Brief
Find each line in the material below that contains the string "head" and copy those lines.

Entries provided
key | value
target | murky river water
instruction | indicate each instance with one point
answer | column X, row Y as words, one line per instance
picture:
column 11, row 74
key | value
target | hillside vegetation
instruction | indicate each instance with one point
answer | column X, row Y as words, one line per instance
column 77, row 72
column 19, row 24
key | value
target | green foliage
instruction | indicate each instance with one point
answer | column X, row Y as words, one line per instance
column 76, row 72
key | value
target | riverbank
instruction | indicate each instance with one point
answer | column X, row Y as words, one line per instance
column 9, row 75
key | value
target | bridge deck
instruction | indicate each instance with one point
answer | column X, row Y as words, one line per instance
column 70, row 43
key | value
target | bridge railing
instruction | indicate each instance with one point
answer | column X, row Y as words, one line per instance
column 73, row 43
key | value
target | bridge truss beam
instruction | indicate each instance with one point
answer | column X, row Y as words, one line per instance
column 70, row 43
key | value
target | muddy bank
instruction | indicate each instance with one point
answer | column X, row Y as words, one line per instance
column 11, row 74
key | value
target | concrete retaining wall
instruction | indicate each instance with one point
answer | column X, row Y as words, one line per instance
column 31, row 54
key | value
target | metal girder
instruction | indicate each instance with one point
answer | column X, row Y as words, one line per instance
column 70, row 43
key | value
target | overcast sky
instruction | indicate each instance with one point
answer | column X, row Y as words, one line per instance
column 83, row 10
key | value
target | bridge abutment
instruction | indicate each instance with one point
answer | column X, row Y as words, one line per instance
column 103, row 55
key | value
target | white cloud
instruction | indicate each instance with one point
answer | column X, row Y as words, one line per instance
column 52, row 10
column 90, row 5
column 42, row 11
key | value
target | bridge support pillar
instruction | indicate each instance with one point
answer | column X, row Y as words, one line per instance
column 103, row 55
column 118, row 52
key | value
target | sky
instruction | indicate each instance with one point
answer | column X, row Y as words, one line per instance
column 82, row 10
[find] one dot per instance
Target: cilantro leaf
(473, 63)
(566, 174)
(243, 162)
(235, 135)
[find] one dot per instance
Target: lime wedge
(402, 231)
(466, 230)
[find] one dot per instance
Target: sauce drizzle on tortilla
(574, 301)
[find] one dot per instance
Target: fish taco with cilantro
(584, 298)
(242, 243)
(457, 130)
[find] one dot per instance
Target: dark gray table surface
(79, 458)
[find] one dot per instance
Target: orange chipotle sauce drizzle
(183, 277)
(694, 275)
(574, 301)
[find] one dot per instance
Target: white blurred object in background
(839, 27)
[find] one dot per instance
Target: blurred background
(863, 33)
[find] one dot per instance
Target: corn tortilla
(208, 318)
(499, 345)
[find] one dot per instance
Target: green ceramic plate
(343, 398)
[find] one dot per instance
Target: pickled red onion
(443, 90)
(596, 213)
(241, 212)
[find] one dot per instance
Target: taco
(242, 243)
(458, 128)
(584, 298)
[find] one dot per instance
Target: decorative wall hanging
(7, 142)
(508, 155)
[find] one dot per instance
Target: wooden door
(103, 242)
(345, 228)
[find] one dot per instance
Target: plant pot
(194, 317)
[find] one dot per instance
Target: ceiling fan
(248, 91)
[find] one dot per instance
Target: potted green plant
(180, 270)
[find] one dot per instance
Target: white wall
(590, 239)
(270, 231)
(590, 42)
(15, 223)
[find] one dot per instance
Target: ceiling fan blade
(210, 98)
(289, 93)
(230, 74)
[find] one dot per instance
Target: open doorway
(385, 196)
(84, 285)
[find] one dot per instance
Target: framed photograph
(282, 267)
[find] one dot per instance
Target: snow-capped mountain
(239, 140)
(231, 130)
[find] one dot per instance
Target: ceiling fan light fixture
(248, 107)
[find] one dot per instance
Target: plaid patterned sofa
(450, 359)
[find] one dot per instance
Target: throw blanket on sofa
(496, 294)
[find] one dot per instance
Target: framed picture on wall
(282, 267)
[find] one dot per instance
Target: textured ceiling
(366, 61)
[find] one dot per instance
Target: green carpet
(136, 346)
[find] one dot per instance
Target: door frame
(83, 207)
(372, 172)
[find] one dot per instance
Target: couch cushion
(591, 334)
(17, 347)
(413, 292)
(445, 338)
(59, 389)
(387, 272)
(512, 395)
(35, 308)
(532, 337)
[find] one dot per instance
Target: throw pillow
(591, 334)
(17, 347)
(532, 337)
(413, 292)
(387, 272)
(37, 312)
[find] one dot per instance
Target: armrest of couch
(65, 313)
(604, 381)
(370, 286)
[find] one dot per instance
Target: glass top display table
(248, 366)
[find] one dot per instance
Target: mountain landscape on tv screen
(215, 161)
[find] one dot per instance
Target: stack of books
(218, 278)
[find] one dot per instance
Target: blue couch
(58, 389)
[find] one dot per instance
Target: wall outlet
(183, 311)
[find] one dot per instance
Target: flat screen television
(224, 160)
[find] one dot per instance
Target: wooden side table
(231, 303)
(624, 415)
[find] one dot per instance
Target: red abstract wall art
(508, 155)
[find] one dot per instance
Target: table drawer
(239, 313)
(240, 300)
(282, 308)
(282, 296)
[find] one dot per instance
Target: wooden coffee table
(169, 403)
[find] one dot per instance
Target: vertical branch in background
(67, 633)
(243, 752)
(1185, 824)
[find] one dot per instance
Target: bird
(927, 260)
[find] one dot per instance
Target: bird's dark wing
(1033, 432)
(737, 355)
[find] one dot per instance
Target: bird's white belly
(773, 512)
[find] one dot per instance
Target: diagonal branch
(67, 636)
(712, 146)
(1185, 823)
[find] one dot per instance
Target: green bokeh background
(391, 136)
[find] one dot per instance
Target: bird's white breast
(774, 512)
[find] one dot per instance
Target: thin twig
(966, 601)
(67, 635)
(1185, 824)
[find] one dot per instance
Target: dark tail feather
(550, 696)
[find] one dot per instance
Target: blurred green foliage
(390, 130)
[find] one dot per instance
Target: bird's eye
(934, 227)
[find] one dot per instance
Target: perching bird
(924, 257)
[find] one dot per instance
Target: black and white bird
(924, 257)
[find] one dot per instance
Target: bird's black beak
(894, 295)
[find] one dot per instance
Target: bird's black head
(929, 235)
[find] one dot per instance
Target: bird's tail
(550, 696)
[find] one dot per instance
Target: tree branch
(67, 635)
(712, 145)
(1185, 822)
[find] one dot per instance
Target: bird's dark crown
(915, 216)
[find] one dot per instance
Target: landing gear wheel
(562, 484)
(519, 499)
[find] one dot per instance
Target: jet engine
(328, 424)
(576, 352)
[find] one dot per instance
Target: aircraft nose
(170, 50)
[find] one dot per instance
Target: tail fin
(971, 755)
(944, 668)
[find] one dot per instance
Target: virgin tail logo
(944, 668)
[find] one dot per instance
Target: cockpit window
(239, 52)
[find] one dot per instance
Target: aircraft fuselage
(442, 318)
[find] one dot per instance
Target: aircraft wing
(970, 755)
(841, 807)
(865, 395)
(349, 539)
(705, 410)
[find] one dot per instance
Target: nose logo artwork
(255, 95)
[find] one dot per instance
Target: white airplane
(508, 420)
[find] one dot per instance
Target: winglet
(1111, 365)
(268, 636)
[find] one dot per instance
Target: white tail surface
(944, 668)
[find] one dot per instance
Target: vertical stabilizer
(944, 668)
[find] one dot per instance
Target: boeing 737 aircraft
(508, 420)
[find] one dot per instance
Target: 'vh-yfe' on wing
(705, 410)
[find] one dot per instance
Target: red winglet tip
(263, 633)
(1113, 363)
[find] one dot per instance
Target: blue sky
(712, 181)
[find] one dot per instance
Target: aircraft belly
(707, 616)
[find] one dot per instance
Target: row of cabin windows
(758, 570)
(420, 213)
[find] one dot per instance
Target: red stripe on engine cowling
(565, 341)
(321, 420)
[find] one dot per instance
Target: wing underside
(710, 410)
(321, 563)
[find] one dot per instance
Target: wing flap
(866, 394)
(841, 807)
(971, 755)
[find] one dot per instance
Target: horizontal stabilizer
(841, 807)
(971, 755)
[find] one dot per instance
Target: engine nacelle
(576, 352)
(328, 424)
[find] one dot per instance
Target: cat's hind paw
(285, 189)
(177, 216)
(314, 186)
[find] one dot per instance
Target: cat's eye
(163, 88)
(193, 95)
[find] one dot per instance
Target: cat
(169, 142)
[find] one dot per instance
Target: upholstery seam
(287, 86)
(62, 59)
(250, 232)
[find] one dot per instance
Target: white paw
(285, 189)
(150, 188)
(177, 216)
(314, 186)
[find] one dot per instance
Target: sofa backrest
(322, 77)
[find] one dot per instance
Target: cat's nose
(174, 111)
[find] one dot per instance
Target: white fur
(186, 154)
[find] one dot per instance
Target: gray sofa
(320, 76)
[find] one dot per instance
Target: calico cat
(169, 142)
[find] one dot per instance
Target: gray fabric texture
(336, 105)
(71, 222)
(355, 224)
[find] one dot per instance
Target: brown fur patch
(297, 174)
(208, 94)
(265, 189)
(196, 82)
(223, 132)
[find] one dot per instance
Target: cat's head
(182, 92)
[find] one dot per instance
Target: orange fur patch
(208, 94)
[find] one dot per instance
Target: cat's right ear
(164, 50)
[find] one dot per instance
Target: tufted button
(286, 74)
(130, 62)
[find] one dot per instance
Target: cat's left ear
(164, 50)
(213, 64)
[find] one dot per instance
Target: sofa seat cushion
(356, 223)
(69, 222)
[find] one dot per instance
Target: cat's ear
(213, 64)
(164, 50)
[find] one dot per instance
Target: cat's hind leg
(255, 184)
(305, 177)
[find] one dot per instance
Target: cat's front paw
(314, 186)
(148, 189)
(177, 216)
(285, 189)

Worked solution
Target: bird's black head
Target: cat's head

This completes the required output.